» Instruction
Copy the lines starting with the one that contains "Rules: pick out each instance of the black camera" and going on through the one that contains "[[250, 769], [293, 733]]", switching "body" to "housing" and leaving everything else unchanged.

» Records for this exercise
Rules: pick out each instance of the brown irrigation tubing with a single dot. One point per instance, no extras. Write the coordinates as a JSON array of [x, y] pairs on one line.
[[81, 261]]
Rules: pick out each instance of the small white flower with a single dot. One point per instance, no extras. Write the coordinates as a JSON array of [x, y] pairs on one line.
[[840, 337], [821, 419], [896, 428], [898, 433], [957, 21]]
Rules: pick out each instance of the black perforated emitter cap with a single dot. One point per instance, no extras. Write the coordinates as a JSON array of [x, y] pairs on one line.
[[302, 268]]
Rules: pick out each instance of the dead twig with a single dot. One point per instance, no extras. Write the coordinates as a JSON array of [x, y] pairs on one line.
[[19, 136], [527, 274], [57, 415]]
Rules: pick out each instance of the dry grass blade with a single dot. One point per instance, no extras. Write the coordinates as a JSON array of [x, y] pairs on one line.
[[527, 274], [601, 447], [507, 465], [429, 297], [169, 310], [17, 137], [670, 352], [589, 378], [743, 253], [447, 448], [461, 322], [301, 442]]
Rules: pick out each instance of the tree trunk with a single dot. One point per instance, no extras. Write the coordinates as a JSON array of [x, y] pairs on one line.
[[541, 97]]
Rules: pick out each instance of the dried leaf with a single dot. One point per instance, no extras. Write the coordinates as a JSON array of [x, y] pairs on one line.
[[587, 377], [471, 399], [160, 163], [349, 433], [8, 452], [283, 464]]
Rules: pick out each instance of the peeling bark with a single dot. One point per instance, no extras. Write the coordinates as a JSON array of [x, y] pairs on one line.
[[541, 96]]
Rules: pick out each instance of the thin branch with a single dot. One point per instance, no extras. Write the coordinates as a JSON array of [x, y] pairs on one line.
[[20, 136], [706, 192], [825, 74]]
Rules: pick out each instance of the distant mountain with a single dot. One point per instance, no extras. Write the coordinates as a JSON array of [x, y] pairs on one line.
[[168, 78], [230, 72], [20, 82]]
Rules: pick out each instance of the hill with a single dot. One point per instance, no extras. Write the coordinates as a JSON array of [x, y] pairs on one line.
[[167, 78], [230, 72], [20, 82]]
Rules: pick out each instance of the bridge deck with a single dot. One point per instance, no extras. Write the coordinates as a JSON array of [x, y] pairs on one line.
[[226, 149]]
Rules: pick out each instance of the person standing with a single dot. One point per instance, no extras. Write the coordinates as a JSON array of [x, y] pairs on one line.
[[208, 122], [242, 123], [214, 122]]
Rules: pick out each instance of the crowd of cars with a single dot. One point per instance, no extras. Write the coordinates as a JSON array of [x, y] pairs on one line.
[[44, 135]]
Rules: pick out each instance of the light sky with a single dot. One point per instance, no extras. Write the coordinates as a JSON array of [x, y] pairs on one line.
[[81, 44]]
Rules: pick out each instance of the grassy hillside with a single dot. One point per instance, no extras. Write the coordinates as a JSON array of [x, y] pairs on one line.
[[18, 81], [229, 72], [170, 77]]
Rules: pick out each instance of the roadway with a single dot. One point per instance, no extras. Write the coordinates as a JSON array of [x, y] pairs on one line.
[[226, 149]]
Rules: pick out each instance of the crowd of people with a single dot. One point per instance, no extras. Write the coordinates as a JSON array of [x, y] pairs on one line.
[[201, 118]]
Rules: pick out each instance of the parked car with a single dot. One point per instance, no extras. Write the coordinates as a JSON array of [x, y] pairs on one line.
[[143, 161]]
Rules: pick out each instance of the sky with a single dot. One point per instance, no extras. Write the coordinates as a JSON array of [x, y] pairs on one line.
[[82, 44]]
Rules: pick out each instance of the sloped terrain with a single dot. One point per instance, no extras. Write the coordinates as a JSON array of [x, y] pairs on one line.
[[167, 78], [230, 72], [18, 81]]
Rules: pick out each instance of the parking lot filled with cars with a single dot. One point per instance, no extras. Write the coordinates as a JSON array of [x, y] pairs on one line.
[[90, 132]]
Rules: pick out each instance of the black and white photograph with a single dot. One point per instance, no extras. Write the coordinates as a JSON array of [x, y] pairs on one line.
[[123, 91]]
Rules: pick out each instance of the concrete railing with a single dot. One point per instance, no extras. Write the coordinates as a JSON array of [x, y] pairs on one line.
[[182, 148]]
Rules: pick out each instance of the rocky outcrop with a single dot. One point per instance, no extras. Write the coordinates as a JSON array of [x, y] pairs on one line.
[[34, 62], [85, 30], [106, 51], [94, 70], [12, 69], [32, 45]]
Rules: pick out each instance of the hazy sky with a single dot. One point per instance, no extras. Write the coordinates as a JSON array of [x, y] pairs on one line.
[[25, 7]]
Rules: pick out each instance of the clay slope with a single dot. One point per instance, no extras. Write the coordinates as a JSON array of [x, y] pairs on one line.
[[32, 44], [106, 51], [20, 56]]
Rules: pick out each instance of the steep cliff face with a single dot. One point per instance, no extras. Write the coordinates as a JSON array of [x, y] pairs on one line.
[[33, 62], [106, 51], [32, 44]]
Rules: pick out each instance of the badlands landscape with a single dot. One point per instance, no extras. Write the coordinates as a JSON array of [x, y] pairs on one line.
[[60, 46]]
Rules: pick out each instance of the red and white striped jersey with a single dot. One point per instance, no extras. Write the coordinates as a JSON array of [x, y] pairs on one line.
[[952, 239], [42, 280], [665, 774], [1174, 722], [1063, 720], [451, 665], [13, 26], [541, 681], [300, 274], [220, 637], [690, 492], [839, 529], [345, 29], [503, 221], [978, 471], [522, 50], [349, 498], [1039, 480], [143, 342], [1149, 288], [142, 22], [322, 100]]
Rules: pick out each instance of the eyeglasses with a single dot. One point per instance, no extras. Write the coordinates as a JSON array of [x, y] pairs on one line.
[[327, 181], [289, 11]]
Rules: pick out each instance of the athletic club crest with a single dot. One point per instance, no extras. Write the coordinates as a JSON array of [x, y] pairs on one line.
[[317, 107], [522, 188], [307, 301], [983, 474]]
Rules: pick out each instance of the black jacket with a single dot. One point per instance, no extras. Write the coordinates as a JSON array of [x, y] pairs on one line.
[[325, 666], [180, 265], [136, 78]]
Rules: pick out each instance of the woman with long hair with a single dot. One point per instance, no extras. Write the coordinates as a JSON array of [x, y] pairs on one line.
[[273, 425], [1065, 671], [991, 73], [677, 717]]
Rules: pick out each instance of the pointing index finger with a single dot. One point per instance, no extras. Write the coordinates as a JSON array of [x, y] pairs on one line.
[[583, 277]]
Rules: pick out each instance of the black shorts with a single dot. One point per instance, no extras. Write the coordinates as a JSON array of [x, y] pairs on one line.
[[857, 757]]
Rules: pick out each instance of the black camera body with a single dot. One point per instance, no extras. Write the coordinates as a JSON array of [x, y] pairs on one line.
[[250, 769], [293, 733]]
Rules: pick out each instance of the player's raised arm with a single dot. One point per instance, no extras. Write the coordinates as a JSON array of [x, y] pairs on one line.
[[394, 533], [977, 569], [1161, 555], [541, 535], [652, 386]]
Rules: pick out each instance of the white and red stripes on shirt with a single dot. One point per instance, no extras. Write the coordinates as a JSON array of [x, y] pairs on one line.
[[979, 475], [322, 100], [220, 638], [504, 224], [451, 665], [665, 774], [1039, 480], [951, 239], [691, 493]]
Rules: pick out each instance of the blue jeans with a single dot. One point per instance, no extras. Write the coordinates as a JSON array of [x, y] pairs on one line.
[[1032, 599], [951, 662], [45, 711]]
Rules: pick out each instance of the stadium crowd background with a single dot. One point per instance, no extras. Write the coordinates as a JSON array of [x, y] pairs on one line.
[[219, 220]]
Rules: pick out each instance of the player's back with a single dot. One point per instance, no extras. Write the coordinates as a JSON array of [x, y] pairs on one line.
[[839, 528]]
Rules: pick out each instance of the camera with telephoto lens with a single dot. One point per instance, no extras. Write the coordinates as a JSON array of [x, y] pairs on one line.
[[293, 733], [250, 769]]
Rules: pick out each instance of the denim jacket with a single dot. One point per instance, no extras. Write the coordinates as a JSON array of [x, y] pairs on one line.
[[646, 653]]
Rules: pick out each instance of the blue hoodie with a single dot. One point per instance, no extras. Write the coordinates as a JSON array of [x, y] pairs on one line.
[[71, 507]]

» Exercise solution
Rules: pick out each instance of the black camera housing with a single dot. One point per instance, no extras. Write the coordinates as a JSON array of [x, y] pairs on one line.
[[250, 769], [293, 733]]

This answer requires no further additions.